[Extracted records]
==============================

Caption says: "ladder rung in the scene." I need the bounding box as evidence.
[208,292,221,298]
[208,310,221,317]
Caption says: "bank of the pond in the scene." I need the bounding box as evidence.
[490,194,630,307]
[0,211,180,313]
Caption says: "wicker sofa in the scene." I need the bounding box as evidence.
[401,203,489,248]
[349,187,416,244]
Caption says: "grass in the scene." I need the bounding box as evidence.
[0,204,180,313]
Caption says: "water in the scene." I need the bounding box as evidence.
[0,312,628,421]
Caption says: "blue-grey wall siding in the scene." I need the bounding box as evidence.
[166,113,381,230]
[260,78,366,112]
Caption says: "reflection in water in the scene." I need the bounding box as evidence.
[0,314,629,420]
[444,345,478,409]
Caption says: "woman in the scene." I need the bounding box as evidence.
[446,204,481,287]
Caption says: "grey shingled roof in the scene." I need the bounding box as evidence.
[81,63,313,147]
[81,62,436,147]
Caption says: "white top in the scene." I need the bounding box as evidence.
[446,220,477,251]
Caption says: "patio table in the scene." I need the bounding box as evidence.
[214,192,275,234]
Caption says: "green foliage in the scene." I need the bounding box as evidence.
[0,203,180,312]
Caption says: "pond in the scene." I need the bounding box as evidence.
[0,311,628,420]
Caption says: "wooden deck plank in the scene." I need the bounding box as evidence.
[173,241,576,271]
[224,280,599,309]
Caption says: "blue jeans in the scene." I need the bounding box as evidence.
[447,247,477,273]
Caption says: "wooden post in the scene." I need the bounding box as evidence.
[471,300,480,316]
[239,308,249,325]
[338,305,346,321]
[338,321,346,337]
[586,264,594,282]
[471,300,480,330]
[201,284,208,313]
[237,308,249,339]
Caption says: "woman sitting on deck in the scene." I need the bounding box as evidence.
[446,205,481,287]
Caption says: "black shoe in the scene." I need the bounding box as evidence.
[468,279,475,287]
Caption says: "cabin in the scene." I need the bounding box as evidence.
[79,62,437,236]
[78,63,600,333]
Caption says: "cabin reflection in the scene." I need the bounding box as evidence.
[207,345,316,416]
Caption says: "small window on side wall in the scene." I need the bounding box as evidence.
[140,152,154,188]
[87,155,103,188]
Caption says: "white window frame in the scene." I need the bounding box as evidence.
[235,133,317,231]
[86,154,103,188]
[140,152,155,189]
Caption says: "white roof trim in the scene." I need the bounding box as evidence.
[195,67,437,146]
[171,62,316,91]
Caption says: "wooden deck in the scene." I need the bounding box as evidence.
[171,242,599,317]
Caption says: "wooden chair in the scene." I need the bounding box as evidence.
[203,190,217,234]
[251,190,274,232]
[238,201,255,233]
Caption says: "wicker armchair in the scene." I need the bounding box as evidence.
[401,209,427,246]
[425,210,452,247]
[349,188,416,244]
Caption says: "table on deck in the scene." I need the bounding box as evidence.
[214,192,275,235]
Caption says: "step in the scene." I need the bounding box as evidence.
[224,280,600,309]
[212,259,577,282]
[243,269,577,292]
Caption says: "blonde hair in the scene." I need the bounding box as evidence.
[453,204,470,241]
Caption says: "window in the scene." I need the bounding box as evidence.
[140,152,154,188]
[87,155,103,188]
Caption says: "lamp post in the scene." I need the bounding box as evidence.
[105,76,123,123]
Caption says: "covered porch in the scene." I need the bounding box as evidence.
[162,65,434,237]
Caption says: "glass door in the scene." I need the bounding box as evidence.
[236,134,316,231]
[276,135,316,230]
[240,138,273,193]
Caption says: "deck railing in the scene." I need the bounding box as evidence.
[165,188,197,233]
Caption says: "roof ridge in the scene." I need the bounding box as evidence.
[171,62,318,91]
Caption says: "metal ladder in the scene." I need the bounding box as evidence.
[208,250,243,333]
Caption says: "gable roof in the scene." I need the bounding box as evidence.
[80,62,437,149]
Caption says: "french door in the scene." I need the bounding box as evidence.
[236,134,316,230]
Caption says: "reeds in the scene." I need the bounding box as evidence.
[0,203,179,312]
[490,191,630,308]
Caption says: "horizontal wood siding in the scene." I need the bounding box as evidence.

==============================

* **Work task**:
Would you return the entries exactly as they stand?

* **Problem solution**:
Caption says: "ladder rung in the scene." I need the bounding box as evidence.
[208,292,221,298]
[208,310,221,317]
Caption says: "bank of the pond in the scene." I need the bounding box as evidence.
[490,194,630,307]
[0,211,180,313]
Caption says: "wicker sofa in the scene." I need the bounding box as evidence.
[401,203,489,248]
[349,187,416,244]
Caption says: "grass in the scene." I need the bounding box as evidence.
[0,204,180,313]
Caption says: "water in the scene." I need the bounding box as evidence.
[0,312,628,421]
Caption says: "blue-grey wall siding in the scene." I need the bounding box as evidence.
[166,113,381,230]
[260,78,366,112]
Caption says: "reflection in water in the scene." I need the bounding box as evidence.
[0,314,629,420]
[444,345,478,409]
Caption says: "woman in the scene." I need the bounding box as evidence.
[446,204,481,287]
Caption says: "grey shingled roof in the scene." I need the bounding box as evidence.
[81,63,313,147]
[81,62,436,147]
Caption says: "white top in the scene." I need the bounding box as evidence.
[446,220,477,251]
Caption says: "patio table in the scene." I need the bounding box as evidence.
[214,192,275,234]
Caption says: "green foliage in the scene." I need the bounding box as evidence.
[0,203,180,312]
Caption says: "pond in the scene." I need the bounding box as evidence.
[0,311,628,420]
Caption says: "wooden deck plank in the scene." I need the bounding box as evidence.
[173,241,576,271]
[224,280,599,309]
Caption says: "blue jeans in the scene." I need the bounding box as evidence.
[447,247,477,273]
Caption says: "wooden post in the scene." I need the bounding box as evidence.
[471,300,480,316]
[239,308,249,325]
[338,305,346,321]
[338,321,346,337]
[586,264,594,282]
[471,300,480,330]
[201,284,208,313]
[237,308,249,339]
Caption says: "woman sitting on deck in the scene." I need the bounding box as evidence.
[446,205,481,287]
Caption says: "black shoe in the scene." I need the bounding box as evidence.
[468,279,475,287]
Caption says: "cabin in the scene." I need the bounding box as evidence.
[79,62,437,236]
[78,63,600,333]
Caption says: "cabin reflection in the scene." I need the bounding box as evidence.
[207,345,316,416]
Caption says: "small window on side wall in the scene." I need the bounding box as evidence.
[140,152,154,188]
[87,155,103,188]
Caption says: "white window frame in the scene." I need the bounding box as evidence.
[235,133,317,231]
[86,154,103,188]
[140,152,155,189]
Caption says: "white roof trim in the scene." I need the bounding box as evidence.
[195,67,437,146]
[171,62,316,91]
Caption says: "wooden deck in the scene." I need the bounding box as evidence.
[171,242,599,317]
Caption says: "wooden chair in the scene." I need the bounding box as evidence.
[203,190,217,234]
[251,190,274,232]
[238,201,255,233]
Caption says: "wicker armchair in the scene." I need the bounding box as evidence.
[401,209,427,246]
[425,210,452,247]
[349,188,416,244]
Caption says: "table on deck in the scene." I need the bounding box as evidence.
[214,192,275,235]
Caption says: "step in the scene." I need the bounding box as evidence.
[224,280,600,309]
[212,259,577,282]
[243,269,577,292]
Caption says: "blonde hair in the scene." I need the bounding box as evidence.
[453,204,470,241]
Caption says: "window in the scene." I need the bounding box as evidence.
[140,152,154,188]
[87,155,103,188]
Caption says: "lamp post in the scene." I need the bounding box as evidence.
[105,76,123,123]
Caption says: "covered porch in the scene." I need the bounding box as evidence.
[162,65,434,237]
Caption says: "glass door in the scene." I need the bounding box as evidence.
[236,134,316,231]
[276,135,316,230]
[240,138,273,193]
Caption says: "deck railing in the scene." I need the bounding box as evidence.
[165,188,197,233]
Caption says: "roof ridge in the scene." I need the bounding box as evidence.
[171,62,318,91]
Caption says: "metal ladder in the scene." I need the bounding box as evidence.
[208,250,243,333]
Caption says: "gable roof in the scene." I need the bounding box as evidence.
[80,62,437,149]
Caption says: "french door in the scene." I need the bounding box as evidence.
[236,134,316,230]
Caption says: "reeds in the scene." I need the bounding box as evidence.
[0,203,179,312]
[490,191,630,308]
Caption says: "horizontal wood siding in the scene." I need the bounding box as evidence.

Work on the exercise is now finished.